Set task A:
Translate this sentence from the design software discussion into Spanish: "The Affinity apps support colour-managed CMYK, PANTONE and custom spot colour workflows."
Set task B:
Please duplicate the design software discussion precisely, everything from "It seems good" down to "was relatively brief.".

Document segment:
It seems good for me for me, and most photographers seem to use it
 
It will be years before newcomers are able to equal the professional-level features of Adobe’s print-centric apps. RGB images for web and digital purposes have lightweight requirements for publishing.

The Affinity apps support colour-managed CMYK, PANTONE and custom spot colour workflows. Trapping controls are adequate, if nothing to write home about. I'm currently running Designer and Photo alongside CS6… the overhead of ditching twenty years of muscle memory (and one single client who insists on live AI files being supplied) keeps me on the Adobe suite for now, but OSX 10.12 will almost 100% certainly break AI CS6 and I'll definitely make the move at that point. Had a lot of muscle memory when I moved from Quark to InDesign 2.0, but the adjustment period was relatively brief.
 
It will be years before newcomers are able to equal the professional-level features of Adobe’s print-centric apps. RGB images for web and digital purposes have lightweight requirements for publishing. When you prepare art for press, the technical requirements and options are more complex…if you want predictable results. It has taken Adobe decades to tackle those requirements and—equally impressive—make the task less laborious and more flexible for users.

[Entries from a data collection]
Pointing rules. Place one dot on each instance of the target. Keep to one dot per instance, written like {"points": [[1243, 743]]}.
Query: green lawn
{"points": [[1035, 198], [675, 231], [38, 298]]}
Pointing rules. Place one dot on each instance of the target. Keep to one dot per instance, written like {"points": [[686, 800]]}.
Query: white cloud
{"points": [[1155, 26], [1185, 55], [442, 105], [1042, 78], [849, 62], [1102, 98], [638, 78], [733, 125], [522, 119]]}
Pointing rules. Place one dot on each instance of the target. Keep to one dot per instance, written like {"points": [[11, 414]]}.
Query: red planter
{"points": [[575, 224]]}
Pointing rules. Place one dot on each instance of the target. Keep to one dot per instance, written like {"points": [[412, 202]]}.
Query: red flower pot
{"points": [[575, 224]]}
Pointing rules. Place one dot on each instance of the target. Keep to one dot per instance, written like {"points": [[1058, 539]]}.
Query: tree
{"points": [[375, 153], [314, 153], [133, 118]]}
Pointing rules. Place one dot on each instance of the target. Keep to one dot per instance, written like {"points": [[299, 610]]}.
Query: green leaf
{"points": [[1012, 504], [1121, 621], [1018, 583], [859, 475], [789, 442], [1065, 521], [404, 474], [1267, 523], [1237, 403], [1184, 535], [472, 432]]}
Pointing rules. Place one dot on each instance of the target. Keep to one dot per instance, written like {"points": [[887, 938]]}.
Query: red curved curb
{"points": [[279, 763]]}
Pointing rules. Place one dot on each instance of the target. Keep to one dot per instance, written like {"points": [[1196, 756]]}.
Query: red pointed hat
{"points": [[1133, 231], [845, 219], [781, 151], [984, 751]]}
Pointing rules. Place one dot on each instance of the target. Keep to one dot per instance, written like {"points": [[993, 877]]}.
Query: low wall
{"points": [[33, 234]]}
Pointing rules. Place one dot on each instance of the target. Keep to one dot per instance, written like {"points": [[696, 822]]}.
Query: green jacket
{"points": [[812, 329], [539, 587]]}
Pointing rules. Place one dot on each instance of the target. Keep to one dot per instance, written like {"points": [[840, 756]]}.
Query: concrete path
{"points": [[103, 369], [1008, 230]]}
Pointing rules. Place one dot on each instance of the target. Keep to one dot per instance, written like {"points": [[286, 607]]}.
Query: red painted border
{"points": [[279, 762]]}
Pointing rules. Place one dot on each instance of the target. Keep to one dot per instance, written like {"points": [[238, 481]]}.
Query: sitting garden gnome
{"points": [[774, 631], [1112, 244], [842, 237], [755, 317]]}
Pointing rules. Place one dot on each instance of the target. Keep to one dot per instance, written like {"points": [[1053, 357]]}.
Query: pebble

Result A:
Las aplicaciones de Affinity admiten flujos de trabajo con CMYK con gestión del color, PANTONE y colores directos personalizados.

Result B:
It seems good for me for me, and most photographers seem to use it
 
It will be years before newcomers are able to equal the professional-level features of Adobe’s print-centric apps. RGB images for web and digital purposes have lightweight requirements for publishing.

The Affinity apps support colour-managed CMYK, PANTONE and custom spot colour workflows. Trapping controls are adequate, if nothing to write home about. I'm currently running Designer and Photo alongside CS6… the overhead of ditching twenty years of muscle memory (and one single client who insists on live AI files being supplied) keeps me on the Adobe suite for now, but OSX 10.12 will almost 100% certainly break AI CS6 and I'll definitely make the move at that point. Had a lot of muscle memory when I moved from Quark to InDesign 2.0, but the adjustment period was relatively brief.